Claire Lomas

It is said that a journey of a thousand miles begins with a single step. For Claire Lomas of Leicestershire, England, this was especially true: her journey began on April 22nd 2012 with just that, one single step. And it continued for the next 16 days in the streets and sounds of London, first through the pain of the demands she made on her body and then through cheers of the hundreds who lined the streets in her support.

On May 8th, Claire made history by being the first person to complete a marathon in a bionic suit. She accomplished this remarkable feat in the 26.2-mile London Marathon at 12:50 p.m. on a Tuesday, not for the medal or the glory she said, but for a cause dear to her heart. She took part in order to fundraise for Spinal Research, which she did through her courageous feat, far surpassing her own expectations and raising more than 130,000 Pounds.

The 32-year-old mother knows through experience what paralysis can do to a person. When a freak accident in 2007 while competing at the Osberton Horse Trials in Nottinghamshire resulted in a serious injury, Claire’s life changed forever. A collision with a tree led to fractures in her neck, back and ribs. Claire also suffered a punctured lung, pneumonia, had to have a tracheotomy so she could breathe and was in intensive care for 10 days. A T4 spinal cord injury left her paralysed from the chest down, struggling to deal with the consequences of the accident. “Spinal cord injuries [don’t] just mean you can't walk any more - but can also effect sensation, bowel and bladder function, circulation, temperature regulation, sexual function, bone density,” she says.

• _SET OF TASKS_:
(1) Condense the paragraph beginning "The 32-year-old mother knows" in the piece on Claire Lomas into a bulleted list of its main facts.
(2) Pick up the piece on Claire Lomas after its final sentence and keep writing it.

Referring-expression pointing data:
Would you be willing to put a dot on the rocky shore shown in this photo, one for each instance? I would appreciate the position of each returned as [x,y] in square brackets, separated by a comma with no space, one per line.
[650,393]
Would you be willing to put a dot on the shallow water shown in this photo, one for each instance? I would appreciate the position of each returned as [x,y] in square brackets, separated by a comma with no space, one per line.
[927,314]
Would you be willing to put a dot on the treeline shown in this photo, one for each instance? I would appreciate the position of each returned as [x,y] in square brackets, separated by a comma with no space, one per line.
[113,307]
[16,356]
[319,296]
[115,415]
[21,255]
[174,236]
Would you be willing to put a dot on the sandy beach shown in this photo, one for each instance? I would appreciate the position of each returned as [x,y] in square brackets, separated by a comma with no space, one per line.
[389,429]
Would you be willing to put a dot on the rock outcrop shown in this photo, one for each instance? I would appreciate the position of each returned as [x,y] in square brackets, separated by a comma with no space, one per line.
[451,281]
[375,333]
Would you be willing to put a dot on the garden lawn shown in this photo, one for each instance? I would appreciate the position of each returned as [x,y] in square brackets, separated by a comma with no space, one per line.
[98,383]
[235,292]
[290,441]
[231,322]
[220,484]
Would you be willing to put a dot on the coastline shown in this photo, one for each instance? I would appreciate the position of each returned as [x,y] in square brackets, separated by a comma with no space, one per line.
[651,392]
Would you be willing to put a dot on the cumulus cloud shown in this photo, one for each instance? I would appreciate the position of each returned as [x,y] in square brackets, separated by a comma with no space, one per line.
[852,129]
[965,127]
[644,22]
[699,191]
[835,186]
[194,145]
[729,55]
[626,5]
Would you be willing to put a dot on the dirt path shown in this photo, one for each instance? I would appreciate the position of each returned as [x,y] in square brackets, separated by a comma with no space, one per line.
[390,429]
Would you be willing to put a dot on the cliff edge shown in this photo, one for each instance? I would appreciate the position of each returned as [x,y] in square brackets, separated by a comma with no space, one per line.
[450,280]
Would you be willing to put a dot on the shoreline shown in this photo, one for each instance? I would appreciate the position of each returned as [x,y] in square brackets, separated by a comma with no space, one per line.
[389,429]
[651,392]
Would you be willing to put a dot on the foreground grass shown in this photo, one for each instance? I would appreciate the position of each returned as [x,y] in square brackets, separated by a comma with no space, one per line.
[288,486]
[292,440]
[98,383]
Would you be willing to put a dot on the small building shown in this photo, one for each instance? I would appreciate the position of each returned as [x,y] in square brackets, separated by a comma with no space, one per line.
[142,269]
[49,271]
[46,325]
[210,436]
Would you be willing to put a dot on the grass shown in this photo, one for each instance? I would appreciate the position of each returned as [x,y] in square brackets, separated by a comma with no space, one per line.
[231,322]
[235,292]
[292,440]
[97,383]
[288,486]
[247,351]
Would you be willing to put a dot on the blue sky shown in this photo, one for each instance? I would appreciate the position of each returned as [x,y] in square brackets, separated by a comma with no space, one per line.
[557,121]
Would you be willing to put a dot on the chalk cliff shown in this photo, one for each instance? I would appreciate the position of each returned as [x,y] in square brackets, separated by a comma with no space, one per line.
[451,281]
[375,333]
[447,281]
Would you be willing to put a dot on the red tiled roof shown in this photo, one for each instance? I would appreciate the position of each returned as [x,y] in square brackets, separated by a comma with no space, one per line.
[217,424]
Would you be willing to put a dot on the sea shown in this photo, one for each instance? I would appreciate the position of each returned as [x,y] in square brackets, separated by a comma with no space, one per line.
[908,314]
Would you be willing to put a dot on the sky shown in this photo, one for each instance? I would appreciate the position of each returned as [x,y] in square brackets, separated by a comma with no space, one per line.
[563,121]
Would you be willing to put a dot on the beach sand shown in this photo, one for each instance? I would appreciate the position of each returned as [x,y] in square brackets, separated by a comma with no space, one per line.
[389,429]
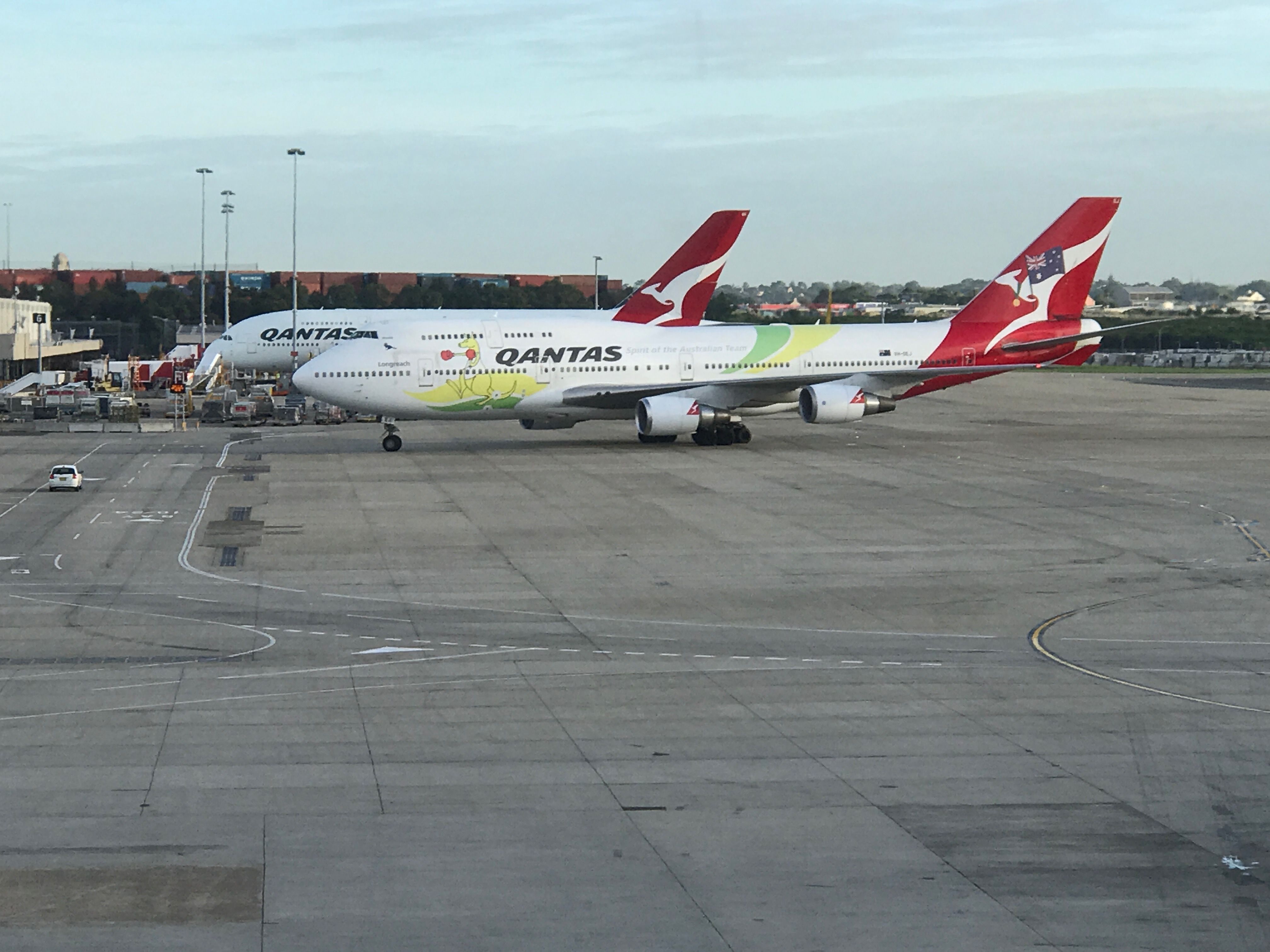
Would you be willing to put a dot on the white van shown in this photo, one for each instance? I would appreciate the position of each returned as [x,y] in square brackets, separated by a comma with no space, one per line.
---
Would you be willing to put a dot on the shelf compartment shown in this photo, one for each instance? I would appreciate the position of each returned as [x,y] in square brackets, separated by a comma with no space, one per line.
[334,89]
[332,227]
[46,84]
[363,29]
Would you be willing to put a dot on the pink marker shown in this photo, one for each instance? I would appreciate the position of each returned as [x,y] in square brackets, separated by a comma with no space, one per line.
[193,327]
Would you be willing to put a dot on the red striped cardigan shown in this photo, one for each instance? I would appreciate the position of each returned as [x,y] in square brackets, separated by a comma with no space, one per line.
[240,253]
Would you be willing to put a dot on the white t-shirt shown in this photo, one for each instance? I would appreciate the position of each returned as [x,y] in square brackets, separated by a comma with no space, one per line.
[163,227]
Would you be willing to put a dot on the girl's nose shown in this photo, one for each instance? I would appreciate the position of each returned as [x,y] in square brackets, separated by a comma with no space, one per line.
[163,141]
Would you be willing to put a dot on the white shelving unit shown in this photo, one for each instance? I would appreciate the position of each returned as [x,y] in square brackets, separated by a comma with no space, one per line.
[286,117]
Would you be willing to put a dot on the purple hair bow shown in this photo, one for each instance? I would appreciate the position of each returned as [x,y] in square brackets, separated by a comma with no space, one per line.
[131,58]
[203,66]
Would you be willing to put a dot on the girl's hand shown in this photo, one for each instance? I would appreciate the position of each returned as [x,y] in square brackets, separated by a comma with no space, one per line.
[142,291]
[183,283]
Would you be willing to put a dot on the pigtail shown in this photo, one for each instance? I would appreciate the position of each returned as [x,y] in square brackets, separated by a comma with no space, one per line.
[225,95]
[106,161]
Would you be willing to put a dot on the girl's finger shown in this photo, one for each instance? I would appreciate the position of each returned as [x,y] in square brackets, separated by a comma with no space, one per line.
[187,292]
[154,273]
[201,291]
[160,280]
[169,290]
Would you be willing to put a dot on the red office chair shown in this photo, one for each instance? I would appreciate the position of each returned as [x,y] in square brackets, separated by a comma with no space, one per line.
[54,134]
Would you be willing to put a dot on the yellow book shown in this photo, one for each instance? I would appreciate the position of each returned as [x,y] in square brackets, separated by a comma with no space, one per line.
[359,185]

• _ANSWERS PER TASK_:
(1)
- Claire is a 32-year-old mother who knows from experience what paralysis does to a person.
- In 2007, while competing at the Osberton Horse Trials in Nottinghamshire, she had a freak accident in which she collided with a tree.
- She fractured her neck, back and ribs, suffered a punctured lung and pneumonia, needed a tracheotomy to breathe, and spent 10 days in intensive care.
- A T4 spinal cord injury left her paralyzed from the chest down and struggling with the consequences.
- She says such injuries affect more than walking. They also affect sensation, bowel and bladder function, circulation, temperature regulation, sexual function and bone density.

(2)
Claire’s indomitable spirit fought for recovery from the very beginning. Just 8 weeks after her accident, she left the Northern General Hospital’s Spinal Injuries Unit – the shortest time anyone has ever spent in that hospital for such an injury. Determined to keep going, she set up a gym in her home so that she could work on her recovery and do what she used to do since childhood: walk again. But, Claire says, she could not have done it alone. After her injury, she married the love of her life, Dan Spicer and they had their baby daughter Maisie a little more than a year ago.

In January of 2012, Claire took her second first step, learning to walk side by side with little Maisie in her walker. She was able to do so with the help of the ReWalk bionic suit which uses motion sensors and an internally installed computer system to help her walk.

By April of 2012, after weeks of training, Claire was ready to take another first step in the London Marathon, with 36,000 other entrants. It was the first one of around 55,000 steps that it takes to complete the 26.2 mile race. On her first day, she walked 2 miles, 1 mile longer than she had ever walked in the bionic suit before. How did she make it through everything? Her answer lies in the power of a single step: “If I thought about 26.2miles I could feel daunted, it was best to take each day as it came and just put together lots of steps. That would get me there and it did!”